==== RECORDS FOR THE TASK
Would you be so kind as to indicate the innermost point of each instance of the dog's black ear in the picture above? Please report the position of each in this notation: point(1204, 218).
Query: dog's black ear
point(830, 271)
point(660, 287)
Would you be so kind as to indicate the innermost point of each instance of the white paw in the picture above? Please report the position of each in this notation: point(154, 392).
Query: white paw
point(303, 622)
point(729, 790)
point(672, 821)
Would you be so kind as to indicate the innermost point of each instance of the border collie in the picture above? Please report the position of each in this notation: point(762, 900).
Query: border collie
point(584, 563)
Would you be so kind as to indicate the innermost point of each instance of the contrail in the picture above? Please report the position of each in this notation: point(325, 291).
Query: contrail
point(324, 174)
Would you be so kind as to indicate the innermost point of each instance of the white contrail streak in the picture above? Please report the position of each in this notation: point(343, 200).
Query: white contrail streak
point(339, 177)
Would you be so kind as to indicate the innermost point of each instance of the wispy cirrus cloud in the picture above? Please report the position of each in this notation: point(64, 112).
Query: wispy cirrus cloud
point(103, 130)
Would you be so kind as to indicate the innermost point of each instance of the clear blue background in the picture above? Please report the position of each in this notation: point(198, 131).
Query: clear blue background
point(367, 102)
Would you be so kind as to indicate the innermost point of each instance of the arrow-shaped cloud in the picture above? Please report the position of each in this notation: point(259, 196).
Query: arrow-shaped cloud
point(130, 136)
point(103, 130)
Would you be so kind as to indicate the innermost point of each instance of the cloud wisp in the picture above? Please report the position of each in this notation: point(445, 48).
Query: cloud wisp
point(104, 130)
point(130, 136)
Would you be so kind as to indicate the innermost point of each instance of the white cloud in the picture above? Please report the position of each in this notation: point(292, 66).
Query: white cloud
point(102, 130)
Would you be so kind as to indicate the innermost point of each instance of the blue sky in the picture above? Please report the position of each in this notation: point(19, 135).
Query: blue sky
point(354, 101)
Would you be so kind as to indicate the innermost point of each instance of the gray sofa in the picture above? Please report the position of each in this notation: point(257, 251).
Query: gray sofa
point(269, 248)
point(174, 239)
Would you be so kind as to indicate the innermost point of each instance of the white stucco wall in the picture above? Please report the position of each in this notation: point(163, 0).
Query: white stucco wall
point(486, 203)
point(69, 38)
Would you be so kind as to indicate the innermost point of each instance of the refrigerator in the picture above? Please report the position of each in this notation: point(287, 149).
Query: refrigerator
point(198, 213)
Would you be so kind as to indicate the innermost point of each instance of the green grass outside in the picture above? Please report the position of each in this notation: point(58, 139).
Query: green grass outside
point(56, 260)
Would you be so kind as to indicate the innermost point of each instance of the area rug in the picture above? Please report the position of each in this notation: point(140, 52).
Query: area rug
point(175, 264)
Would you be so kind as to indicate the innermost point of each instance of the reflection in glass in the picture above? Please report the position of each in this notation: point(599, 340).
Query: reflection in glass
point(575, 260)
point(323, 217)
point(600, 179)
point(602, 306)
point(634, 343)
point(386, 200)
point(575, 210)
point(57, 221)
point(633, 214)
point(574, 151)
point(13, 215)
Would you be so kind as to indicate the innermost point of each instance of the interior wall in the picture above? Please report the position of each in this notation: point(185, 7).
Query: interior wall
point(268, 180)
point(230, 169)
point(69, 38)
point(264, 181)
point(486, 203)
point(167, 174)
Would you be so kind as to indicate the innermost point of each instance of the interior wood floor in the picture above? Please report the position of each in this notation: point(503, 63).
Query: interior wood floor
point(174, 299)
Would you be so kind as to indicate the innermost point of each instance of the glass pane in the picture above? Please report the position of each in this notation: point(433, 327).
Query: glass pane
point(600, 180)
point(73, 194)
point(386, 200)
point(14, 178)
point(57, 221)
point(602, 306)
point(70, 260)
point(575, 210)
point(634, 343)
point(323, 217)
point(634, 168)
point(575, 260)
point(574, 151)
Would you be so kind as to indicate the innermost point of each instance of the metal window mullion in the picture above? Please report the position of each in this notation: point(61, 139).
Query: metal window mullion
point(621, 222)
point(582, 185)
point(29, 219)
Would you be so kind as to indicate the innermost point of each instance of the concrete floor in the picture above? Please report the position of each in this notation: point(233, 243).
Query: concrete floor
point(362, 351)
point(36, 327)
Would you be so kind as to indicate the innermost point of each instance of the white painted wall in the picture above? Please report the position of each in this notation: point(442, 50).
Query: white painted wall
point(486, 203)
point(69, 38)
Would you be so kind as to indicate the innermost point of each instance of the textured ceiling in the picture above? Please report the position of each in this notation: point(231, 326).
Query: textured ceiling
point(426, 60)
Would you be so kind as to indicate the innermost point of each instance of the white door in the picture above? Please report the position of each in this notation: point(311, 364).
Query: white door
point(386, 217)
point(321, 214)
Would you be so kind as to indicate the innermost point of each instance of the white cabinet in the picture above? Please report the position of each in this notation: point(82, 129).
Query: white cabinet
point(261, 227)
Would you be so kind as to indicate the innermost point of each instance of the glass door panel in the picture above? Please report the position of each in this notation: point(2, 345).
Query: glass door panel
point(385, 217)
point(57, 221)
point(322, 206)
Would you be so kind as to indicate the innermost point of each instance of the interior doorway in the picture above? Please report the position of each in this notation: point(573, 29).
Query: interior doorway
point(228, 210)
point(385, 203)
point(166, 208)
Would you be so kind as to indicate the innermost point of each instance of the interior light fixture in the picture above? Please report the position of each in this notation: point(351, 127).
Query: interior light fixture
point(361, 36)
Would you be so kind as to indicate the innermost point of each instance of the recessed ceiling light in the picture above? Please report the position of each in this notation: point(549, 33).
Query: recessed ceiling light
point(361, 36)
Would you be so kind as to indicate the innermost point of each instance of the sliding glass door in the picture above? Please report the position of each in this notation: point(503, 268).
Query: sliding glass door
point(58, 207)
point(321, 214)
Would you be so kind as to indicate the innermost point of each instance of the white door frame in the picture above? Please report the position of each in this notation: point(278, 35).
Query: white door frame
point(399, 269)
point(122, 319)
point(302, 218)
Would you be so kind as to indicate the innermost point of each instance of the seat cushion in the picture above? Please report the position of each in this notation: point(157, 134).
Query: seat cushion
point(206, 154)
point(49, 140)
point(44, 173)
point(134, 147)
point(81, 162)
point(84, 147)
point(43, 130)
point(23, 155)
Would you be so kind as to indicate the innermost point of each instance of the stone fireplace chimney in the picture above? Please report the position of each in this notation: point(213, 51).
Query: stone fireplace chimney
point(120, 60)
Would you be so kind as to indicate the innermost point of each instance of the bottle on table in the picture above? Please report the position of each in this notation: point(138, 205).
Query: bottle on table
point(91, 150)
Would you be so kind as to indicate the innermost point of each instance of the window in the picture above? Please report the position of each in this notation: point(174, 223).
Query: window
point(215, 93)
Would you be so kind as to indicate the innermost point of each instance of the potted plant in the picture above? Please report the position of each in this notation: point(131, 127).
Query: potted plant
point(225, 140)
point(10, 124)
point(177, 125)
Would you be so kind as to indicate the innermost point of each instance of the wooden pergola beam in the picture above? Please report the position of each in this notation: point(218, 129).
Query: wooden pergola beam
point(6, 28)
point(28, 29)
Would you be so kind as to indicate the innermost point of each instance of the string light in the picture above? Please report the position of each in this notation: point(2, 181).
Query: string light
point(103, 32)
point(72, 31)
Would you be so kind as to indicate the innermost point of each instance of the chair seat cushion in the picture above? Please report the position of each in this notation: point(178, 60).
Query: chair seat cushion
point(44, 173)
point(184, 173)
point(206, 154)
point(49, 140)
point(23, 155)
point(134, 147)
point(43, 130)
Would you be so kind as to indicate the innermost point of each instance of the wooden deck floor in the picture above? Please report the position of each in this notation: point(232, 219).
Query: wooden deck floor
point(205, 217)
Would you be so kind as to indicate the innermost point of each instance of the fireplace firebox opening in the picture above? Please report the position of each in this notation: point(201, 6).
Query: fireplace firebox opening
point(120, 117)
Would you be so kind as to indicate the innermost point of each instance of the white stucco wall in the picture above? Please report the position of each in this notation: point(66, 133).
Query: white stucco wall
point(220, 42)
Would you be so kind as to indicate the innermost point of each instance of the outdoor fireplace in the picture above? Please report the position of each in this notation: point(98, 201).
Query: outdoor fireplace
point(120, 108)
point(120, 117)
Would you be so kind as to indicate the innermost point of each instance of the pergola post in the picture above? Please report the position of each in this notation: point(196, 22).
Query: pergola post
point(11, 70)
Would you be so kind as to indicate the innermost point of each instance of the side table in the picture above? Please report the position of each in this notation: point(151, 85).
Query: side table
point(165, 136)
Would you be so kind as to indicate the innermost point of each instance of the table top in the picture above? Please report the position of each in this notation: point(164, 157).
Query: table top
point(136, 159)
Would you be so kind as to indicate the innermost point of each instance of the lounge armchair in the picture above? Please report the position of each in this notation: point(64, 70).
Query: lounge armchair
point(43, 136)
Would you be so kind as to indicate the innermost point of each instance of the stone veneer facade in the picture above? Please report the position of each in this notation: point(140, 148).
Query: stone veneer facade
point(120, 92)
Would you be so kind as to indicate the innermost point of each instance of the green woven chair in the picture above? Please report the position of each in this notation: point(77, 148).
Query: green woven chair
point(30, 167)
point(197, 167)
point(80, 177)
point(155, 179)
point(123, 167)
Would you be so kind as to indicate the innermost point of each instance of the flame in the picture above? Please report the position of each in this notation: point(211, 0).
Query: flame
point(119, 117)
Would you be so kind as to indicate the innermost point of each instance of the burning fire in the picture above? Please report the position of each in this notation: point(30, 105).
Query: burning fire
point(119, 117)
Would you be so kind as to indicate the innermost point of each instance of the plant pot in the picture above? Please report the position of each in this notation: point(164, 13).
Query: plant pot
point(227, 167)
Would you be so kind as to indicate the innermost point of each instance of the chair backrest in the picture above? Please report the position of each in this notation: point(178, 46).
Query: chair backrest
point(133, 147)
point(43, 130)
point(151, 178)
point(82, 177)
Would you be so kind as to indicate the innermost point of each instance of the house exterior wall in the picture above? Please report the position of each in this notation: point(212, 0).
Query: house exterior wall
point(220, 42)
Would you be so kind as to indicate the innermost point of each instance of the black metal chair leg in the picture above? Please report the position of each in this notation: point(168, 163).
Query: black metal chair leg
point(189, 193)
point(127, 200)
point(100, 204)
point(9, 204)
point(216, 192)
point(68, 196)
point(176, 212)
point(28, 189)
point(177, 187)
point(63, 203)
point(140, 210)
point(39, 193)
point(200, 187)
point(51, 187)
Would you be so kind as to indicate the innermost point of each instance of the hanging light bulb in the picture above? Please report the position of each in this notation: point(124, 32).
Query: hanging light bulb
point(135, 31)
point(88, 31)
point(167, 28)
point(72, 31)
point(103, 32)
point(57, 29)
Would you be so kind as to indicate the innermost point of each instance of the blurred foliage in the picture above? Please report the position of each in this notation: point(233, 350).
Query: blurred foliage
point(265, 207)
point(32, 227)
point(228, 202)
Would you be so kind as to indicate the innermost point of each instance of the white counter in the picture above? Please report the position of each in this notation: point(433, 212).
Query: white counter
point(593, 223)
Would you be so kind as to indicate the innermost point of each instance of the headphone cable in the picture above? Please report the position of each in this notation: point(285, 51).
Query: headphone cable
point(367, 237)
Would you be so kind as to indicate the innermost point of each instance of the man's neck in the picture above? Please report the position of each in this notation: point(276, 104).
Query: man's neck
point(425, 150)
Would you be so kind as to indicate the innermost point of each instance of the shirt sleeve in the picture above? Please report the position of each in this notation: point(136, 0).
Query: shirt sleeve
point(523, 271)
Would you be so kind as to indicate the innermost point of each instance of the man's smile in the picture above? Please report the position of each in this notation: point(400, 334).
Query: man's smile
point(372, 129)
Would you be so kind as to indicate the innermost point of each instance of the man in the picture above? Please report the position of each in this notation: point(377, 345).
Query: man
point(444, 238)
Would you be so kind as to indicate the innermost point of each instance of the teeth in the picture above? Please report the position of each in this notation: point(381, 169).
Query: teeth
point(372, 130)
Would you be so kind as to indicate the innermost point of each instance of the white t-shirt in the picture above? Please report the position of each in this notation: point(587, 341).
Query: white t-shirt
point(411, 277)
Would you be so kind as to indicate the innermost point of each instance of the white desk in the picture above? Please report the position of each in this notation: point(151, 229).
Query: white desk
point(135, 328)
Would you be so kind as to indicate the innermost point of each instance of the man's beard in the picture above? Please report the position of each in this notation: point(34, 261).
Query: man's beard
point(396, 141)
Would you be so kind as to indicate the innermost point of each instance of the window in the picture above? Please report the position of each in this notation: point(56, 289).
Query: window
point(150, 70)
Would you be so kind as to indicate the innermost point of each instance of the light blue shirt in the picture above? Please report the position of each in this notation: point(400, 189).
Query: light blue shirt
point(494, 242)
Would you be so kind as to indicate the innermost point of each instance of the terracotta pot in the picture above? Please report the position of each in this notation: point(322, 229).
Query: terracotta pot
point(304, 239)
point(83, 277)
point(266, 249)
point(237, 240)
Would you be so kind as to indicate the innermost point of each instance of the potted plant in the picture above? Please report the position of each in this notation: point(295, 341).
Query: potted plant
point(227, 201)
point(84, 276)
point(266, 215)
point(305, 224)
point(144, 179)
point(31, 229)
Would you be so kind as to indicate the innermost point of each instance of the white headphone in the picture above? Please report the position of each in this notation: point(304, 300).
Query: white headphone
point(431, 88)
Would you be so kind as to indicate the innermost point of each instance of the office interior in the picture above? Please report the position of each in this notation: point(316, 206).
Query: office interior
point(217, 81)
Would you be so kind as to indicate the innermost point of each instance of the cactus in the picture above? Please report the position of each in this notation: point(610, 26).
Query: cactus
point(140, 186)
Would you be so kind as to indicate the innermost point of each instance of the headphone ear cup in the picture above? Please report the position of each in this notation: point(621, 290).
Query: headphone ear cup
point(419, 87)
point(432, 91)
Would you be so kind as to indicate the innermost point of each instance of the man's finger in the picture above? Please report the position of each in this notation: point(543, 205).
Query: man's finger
========
Duplicate the lines exactly, starting with the line that contains "notation: point(136, 0)." and continuing through the line that contains "point(523, 271)", with both of those lines included.

Would you be so kind as to indicate the innermost point of each instance of the shirt sleeve in the picture above? Please report the position of each in this notation: point(136, 0).
Query: shirt sleeve
point(523, 271)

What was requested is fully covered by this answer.